# Routan vs Grand Caravan



## nigel_miguel (Aug 3, 2007)

I've never owned a domestic product (i'm in Canada, everything is foreign







).
Anyway... i've owned a toyota celica and a GTI and now a jetta wagon tdi, and also have a 96 civic (very good car, but I just don't like it).
I had a Grand Caravan from Friday to Saturday morning, the SXT with camera, dvd, swivel seats, etc.... did not have leather.
I've never owned a van or SUV or anything bigger than a 4 cylinder. So driving this van home was a different experience. 
It was very easy to put car seats on the captain chairs, better than the jetta wagon







.
After that was done we went to a family members house about 50 kms away, it was windy and blowing snow. It was perfect timing to verify wind noise, driveability in the snow, etc. 
this van is brand new, with 50 kms on it. Everytime i went over a bump it sounded like i was driving my "13 year civic"!!!!!
All the materials cheap and hard plastic, BUT it had all these electronic extras that I do not need and can not fix if something goes wrong-which it will. However I did like the power side doors and tailgate.
So I returned it and told them I would think about it, and went to VW to try the Routan. WOW!!!! What a difference in driving, fit and finish and looks.
For everyone here that says that it's the same as the Grand Caravan, please drive both and do it as closely together as possible to really tell the difference!!!!
My last and final van i'm going to drive is the Sienna because it has AWD, and i would like to see what that has to offer.
But even though the Routan is more expensive than the Grand Caravan, I will most likely go with the Routan and definitely not the Caravan.
Sorry for the rant!!!!


----------



## 2008cc (Apr 16, 2001)

*Re: Routan vs Grand Caravan (nigel_miguel)*

good reveiw and I agree completely .


----------



## nigel_miguel (Aug 3, 2007)

*Re: Routan vs Grand Caravan (2008cc)*

I've driven the Sienna, very good van, very well finished and very well behaved on the road.
I would love to buy the Routan but i'm concerned that VW will drop it any day now.
Considering they've stopped production on it.
Will they support it?


----------



## feels_road (Jan 27, 2005)

*Re: Routan vs Grand Caravan (nigel_miguel)*

Of course they will support it - VW is not going anywhere, they are in North America to stay.


----------



## nigel_miguel (Aug 3, 2007)

*Re: Routan vs Grand Caravan (feels_road)*

i know that VW will be here for the long haul. I'm just concerned with Routan. How will it be around for?
I don't want to buy if 6 months from now (do to economic reasons), they cancel the model.
If someone can reassure me on this, I will probably by one.


----------



## papa_vw (Oct 17, 2005)

Entries drawn from a collection
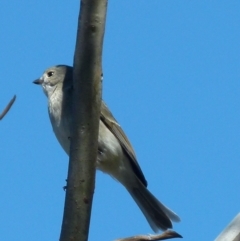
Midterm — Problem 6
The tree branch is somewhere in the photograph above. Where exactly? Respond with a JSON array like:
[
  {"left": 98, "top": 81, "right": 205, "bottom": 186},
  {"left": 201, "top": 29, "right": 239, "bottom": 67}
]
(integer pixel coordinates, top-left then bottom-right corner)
[
  {"left": 0, "top": 95, "right": 16, "bottom": 120},
  {"left": 60, "top": 0, "right": 107, "bottom": 241},
  {"left": 115, "top": 230, "right": 182, "bottom": 241}
]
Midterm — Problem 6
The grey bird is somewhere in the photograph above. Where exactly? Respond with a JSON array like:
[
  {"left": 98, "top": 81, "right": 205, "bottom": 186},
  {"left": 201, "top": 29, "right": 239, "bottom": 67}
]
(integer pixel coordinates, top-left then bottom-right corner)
[{"left": 33, "top": 65, "right": 180, "bottom": 232}]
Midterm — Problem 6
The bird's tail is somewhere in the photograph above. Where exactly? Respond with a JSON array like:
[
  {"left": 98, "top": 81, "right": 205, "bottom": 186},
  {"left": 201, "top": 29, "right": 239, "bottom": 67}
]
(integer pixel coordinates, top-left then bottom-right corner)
[{"left": 125, "top": 178, "right": 180, "bottom": 232}]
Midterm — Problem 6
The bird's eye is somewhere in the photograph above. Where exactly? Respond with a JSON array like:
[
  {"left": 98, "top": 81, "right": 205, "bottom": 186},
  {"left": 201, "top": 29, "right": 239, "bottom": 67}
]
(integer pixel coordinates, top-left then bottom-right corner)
[{"left": 47, "top": 71, "right": 53, "bottom": 77}]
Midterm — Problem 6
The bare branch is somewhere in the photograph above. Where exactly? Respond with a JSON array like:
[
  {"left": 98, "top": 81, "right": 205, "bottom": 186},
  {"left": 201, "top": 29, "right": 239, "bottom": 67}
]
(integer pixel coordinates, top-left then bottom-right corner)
[
  {"left": 0, "top": 95, "right": 16, "bottom": 120},
  {"left": 115, "top": 230, "right": 182, "bottom": 241},
  {"left": 60, "top": 0, "right": 107, "bottom": 241}
]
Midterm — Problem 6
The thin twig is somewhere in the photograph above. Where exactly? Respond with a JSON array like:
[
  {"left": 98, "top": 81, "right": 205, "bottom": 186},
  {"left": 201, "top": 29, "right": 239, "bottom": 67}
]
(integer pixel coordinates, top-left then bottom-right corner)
[
  {"left": 115, "top": 230, "right": 182, "bottom": 241},
  {"left": 0, "top": 95, "right": 16, "bottom": 120}
]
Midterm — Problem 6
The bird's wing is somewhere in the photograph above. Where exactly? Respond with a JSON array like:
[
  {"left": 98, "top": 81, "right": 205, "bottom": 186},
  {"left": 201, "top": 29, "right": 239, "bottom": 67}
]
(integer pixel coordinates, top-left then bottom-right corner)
[{"left": 100, "top": 101, "right": 147, "bottom": 186}]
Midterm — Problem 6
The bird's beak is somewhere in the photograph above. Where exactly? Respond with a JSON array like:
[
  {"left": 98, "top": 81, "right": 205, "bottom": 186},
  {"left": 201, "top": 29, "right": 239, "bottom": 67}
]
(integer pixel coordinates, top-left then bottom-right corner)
[{"left": 33, "top": 78, "right": 43, "bottom": 85}]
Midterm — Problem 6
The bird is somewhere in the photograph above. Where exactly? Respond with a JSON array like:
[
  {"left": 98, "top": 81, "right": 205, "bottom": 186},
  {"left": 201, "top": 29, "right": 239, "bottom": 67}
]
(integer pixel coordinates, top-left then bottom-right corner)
[{"left": 33, "top": 65, "right": 180, "bottom": 232}]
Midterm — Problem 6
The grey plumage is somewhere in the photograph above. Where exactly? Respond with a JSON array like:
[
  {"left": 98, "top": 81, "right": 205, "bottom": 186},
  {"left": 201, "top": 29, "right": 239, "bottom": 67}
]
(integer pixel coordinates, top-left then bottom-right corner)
[{"left": 34, "top": 65, "right": 180, "bottom": 232}]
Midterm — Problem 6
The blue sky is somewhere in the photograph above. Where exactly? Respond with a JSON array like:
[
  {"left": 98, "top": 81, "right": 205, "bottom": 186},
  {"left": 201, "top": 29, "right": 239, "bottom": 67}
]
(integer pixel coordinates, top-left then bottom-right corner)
[{"left": 0, "top": 0, "right": 240, "bottom": 241}]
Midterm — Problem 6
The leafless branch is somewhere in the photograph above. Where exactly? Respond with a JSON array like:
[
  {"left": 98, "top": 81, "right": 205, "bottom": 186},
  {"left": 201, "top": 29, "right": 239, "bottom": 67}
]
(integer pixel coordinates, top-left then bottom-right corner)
[
  {"left": 0, "top": 95, "right": 16, "bottom": 120},
  {"left": 60, "top": 0, "right": 107, "bottom": 241}
]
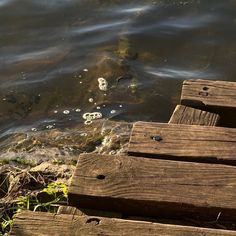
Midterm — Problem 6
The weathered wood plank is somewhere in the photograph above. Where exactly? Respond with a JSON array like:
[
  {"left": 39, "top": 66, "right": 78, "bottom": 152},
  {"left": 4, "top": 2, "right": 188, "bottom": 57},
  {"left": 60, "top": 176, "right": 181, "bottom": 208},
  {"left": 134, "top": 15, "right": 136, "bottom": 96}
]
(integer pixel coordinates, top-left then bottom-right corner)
[
  {"left": 69, "top": 154, "right": 236, "bottom": 220},
  {"left": 57, "top": 206, "right": 122, "bottom": 218},
  {"left": 57, "top": 206, "right": 85, "bottom": 216},
  {"left": 11, "top": 212, "right": 236, "bottom": 236},
  {"left": 128, "top": 122, "right": 236, "bottom": 165},
  {"left": 181, "top": 80, "right": 236, "bottom": 109},
  {"left": 169, "top": 105, "right": 220, "bottom": 126}
]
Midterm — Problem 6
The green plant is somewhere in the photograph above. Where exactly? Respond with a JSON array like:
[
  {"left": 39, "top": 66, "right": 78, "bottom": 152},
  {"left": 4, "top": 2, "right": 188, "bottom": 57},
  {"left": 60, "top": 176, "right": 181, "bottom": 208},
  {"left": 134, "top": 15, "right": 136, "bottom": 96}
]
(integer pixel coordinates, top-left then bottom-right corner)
[{"left": 1, "top": 215, "right": 13, "bottom": 232}]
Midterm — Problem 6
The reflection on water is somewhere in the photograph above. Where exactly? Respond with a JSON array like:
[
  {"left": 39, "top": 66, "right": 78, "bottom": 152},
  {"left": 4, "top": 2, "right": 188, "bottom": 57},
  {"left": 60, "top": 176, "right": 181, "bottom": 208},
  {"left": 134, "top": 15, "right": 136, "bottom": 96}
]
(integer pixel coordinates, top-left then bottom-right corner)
[{"left": 0, "top": 0, "right": 236, "bottom": 141}]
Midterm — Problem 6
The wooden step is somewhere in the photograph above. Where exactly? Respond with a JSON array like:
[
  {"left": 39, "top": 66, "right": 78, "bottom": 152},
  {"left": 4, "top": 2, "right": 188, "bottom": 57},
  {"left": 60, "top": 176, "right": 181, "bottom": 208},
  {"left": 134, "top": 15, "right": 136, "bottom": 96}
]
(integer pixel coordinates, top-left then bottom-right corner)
[
  {"left": 181, "top": 80, "right": 236, "bottom": 109},
  {"left": 69, "top": 154, "right": 236, "bottom": 221},
  {"left": 181, "top": 80, "right": 236, "bottom": 128},
  {"left": 11, "top": 211, "right": 236, "bottom": 236},
  {"left": 169, "top": 105, "right": 220, "bottom": 126},
  {"left": 128, "top": 122, "right": 236, "bottom": 165}
]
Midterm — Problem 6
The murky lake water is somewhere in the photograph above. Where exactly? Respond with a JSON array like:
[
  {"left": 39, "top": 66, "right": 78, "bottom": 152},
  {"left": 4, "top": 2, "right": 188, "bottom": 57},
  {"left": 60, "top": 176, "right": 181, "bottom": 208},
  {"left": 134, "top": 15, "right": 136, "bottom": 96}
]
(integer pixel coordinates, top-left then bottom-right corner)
[{"left": 0, "top": 0, "right": 236, "bottom": 146}]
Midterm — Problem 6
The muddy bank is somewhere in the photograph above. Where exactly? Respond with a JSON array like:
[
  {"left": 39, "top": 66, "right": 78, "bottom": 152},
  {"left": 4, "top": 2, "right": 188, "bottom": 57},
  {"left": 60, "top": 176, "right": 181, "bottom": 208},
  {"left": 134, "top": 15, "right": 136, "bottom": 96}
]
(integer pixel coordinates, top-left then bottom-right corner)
[{"left": 0, "top": 120, "right": 132, "bottom": 235}]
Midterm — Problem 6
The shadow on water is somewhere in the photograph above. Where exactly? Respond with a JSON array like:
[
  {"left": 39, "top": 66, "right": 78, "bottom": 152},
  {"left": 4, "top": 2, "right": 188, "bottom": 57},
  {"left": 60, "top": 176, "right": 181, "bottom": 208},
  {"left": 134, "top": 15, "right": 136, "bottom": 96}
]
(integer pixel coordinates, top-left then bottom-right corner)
[{"left": 0, "top": 0, "right": 236, "bottom": 150}]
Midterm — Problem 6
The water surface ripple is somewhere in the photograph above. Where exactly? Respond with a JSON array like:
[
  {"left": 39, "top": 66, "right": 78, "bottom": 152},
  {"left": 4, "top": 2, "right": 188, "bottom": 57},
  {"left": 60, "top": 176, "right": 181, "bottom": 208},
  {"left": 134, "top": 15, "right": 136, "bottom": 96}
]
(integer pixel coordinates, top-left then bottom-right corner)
[{"left": 0, "top": 0, "right": 236, "bottom": 137}]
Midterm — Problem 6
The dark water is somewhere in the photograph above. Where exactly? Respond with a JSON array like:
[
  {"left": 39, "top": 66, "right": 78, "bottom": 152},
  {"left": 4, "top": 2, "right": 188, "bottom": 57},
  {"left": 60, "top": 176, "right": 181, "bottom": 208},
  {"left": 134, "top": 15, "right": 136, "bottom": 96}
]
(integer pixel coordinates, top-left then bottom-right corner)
[{"left": 0, "top": 0, "right": 236, "bottom": 137}]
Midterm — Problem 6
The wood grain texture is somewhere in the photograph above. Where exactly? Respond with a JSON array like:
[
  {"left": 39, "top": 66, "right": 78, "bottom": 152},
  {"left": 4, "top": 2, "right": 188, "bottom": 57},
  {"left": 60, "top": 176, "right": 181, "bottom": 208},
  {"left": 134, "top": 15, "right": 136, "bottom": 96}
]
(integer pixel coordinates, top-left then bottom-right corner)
[
  {"left": 11, "top": 212, "right": 236, "bottom": 236},
  {"left": 69, "top": 154, "right": 236, "bottom": 220},
  {"left": 57, "top": 206, "right": 85, "bottom": 216},
  {"left": 169, "top": 105, "right": 220, "bottom": 126},
  {"left": 181, "top": 80, "right": 236, "bottom": 109},
  {"left": 57, "top": 206, "right": 122, "bottom": 218},
  {"left": 128, "top": 122, "right": 236, "bottom": 165}
]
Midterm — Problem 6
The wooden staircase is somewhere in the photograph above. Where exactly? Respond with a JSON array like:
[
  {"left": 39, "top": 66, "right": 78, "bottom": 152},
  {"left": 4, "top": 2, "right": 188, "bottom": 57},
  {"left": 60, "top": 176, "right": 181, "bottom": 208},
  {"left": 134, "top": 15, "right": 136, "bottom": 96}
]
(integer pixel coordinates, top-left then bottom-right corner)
[{"left": 11, "top": 80, "right": 236, "bottom": 236}]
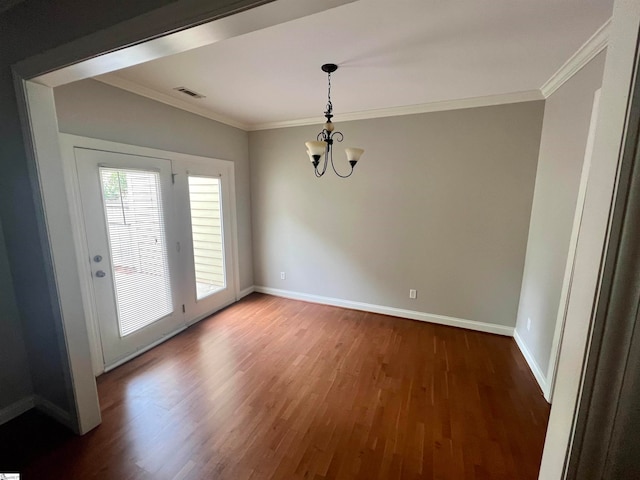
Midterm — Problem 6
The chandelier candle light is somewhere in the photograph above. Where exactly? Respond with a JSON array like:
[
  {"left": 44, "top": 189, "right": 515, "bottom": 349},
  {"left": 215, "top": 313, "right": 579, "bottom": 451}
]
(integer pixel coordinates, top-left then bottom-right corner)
[{"left": 305, "top": 63, "right": 364, "bottom": 178}]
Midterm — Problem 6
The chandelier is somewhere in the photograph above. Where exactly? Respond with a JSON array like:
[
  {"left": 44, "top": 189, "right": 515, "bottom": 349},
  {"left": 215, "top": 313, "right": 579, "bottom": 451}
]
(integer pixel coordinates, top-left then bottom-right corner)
[{"left": 305, "top": 63, "right": 364, "bottom": 178}]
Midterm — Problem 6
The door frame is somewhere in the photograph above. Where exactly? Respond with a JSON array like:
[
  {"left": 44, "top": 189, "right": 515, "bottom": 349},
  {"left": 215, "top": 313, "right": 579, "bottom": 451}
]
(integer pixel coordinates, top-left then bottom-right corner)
[
  {"left": 58, "top": 133, "right": 240, "bottom": 376},
  {"left": 7, "top": 0, "right": 355, "bottom": 434},
  {"left": 543, "top": 88, "right": 602, "bottom": 403}
]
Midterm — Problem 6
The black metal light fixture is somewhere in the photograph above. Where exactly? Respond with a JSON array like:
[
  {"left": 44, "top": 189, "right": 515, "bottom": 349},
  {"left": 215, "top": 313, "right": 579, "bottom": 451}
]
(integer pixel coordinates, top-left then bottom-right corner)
[{"left": 305, "top": 63, "right": 364, "bottom": 178}]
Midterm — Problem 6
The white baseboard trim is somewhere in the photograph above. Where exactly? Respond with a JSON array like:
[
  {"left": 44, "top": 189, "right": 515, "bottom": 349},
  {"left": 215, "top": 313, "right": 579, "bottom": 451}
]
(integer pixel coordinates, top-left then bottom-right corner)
[
  {"left": 0, "top": 395, "right": 35, "bottom": 425},
  {"left": 238, "top": 285, "right": 256, "bottom": 300},
  {"left": 33, "top": 395, "right": 77, "bottom": 431},
  {"left": 254, "top": 286, "right": 514, "bottom": 337},
  {"left": 513, "top": 330, "right": 549, "bottom": 402}
]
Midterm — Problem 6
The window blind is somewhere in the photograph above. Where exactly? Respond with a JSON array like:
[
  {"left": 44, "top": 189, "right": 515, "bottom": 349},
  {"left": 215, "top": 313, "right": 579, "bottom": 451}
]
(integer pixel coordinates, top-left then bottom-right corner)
[
  {"left": 188, "top": 175, "right": 226, "bottom": 300},
  {"left": 100, "top": 167, "right": 173, "bottom": 337}
]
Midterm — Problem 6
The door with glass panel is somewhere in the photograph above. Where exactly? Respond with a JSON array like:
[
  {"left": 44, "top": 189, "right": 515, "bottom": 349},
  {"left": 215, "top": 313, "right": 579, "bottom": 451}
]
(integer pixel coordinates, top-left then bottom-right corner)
[
  {"left": 75, "top": 148, "right": 185, "bottom": 368},
  {"left": 173, "top": 162, "right": 235, "bottom": 322}
]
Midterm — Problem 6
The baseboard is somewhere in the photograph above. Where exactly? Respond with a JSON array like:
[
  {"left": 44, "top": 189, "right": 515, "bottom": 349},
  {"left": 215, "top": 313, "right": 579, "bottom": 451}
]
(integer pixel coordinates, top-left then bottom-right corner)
[
  {"left": 513, "top": 330, "right": 549, "bottom": 401},
  {"left": 33, "top": 395, "right": 77, "bottom": 431},
  {"left": 0, "top": 395, "right": 35, "bottom": 425},
  {"left": 238, "top": 285, "right": 256, "bottom": 300},
  {"left": 254, "top": 286, "right": 514, "bottom": 337}
]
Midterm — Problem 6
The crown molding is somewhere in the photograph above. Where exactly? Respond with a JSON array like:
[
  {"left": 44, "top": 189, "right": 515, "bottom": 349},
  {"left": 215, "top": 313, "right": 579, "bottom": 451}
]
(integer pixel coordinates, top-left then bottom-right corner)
[
  {"left": 93, "top": 73, "right": 249, "bottom": 131},
  {"left": 249, "top": 90, "right": 544, "bottom": 131},
  {"left": 540, "top": 18, "right": 611, "bottom": 98}
]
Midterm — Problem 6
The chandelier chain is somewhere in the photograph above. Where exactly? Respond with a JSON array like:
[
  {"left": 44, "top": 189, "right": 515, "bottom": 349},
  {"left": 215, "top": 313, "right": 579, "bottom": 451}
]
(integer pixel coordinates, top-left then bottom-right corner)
[{"left": 327, "top": 72, "right": 333, "bottom": 113}]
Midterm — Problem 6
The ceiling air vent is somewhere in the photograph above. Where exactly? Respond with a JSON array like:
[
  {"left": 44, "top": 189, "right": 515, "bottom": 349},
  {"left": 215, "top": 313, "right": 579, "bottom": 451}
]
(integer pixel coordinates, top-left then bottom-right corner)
[{"left": 174, "top": 87, "right": 204, "bottom": 98}]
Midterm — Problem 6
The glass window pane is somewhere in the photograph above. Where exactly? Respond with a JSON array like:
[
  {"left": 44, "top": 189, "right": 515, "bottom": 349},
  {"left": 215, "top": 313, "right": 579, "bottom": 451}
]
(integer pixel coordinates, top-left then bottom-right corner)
[
  {"left": 189, "top": 176, "right": 226, "bottom": 300},
  {"left": 100, "top": 167, "right": 173, "bottom": 337}
]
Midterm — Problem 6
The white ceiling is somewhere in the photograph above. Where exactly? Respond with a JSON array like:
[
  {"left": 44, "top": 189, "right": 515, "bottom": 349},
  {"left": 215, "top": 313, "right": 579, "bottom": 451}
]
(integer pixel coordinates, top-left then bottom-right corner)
[{"left": 98, "top": 0, "right": 613, "bottom": 128}]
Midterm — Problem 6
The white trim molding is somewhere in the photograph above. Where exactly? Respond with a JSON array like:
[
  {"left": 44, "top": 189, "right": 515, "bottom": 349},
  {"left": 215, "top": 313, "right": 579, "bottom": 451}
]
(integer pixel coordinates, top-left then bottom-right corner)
[
  {"left": 513, "top": 330, "right": 549, "bottom": 402},
  {"left": 254, "top": 286, "right": 514, "bottom": 337},
  {"left": 249, "top": 90, "right": 544, "bottom": 131},
  {"left": 238, "top": 285, "right": 256, "bottom": 300},
  {"left": 540, "top": 18, "right": 611, "bottom": 98},
  {"left": 94, "top": 73, "right": 544, "bottom": 132},
  {"left": 87, "top": 19, "right": 611, "bottom": 132},
  {"left": 0, "top": 395, "right": 35, "bottom": 425},
  {"left": 93, "top": 73, "right": 250, "bottom": 131}
]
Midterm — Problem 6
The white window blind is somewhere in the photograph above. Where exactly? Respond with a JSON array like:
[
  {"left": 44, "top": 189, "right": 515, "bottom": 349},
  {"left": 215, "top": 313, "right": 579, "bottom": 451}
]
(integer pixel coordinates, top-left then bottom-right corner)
[
  {"left": 100, "top": 167, "right": 173, "bottom": 337},
  {"left": 188, "top": 175, "right": 226, "bottom": 300}
]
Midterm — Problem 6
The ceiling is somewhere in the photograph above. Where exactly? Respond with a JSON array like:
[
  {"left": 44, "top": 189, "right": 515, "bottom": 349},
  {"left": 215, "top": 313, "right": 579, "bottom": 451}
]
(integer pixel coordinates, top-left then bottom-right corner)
[{"left": 97, "top": 0, "right": 613, "bottom": 129}]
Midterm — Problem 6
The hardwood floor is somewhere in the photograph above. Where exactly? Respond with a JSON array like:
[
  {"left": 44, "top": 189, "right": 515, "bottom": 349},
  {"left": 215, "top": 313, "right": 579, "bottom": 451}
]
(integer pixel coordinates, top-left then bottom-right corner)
[{"left": 0, "top": 294, "right": 549, "bottom": 480}]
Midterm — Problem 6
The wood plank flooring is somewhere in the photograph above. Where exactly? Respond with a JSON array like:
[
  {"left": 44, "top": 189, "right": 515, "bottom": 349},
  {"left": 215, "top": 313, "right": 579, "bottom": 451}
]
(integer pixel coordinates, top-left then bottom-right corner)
[{"left": 0, "top": 294, "right": 549, "bottom": 480}]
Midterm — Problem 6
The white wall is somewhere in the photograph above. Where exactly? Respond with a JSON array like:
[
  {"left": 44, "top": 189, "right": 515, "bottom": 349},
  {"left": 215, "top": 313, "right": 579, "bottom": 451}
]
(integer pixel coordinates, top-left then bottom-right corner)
[
  {"left": 249, "top": 102, "right": 544, "bottom": 327},
  {"left": 516, "top": 52, "right": 605, "bottom": 380},
  {"left": 54, "top": 80, "right": 253, "bottom": 289}
]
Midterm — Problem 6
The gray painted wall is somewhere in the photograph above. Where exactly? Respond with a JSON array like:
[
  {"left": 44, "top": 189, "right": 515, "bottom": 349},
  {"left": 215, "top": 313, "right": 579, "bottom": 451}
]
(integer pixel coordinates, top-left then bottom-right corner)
[
  {"left": 54, "top": 80, "right": 253, "bottom": 289},
  {"left": 0, "top": 0, "right": 264, "bottom": 420},
  {"left": 249, "top": 102, "right": 544, "bottom": 326},
  {"left": 516, "top": 52, "right": 605, "bottom": 374},
  {"left": 0, "top": 224, "right": 33, "bottom": 411}
]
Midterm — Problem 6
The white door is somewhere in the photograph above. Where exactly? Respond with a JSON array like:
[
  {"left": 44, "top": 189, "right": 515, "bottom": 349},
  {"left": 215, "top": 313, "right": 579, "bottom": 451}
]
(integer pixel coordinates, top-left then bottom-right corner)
[
  {"left": 75, "top": 148, "right": 185, "bottom": 368},
  {"left": 173, "top": 161, "right": 236, "bottom": 322}
]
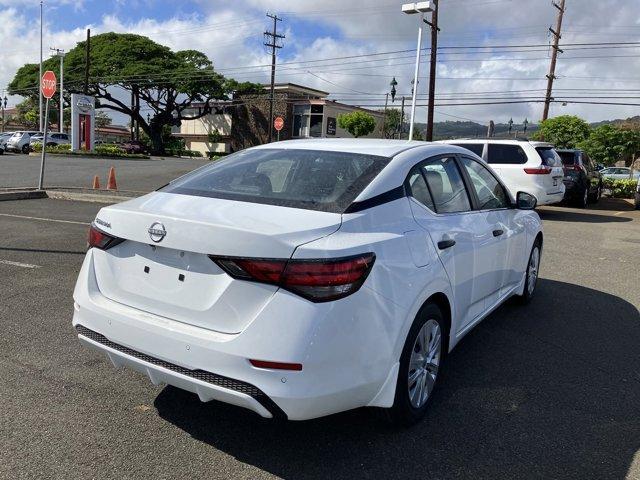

◆ **The problem**
Proceed with the Routan versus Grand Caravan thread, picking up from the point where it ends. The items have no connection to the Routan versus Grand Caravan thread.

◆ **Task result**
*Re: Routan vs Grand Caravan (nigel_miguel)*


_Quote, originally posted by *nigel_miguel* »_i know that VW will be here for the long haul. I'm just concerned with Routan. How will it be around for?
I don't want to buy if 6 months from now (do to economic reasons), they cancel the model.
If someone can reassure me on this, I will probably by one.


There was a report that in US News and World Report that there were 29,500 Routan's built thus far. So many that Volkswagen instructed Chrysler to temporarily suspend production. Since the Routan came out this past fall, only 4,553 were sold through the end of February so Volkswagen is sitting on quite a supply. My guess is the only Routans we'll see in 2010 will be leftover 2009 models. At the current rate of sales, VW should have a 2 1/2 year supply at present.








Regardless, I wouldn't let that stop me from purchasing one if I was in the market for a new minivan.


_Modified by papa_vw at 10:07 AM 3-7-2009_


----------



## drslav (May 22, 2005)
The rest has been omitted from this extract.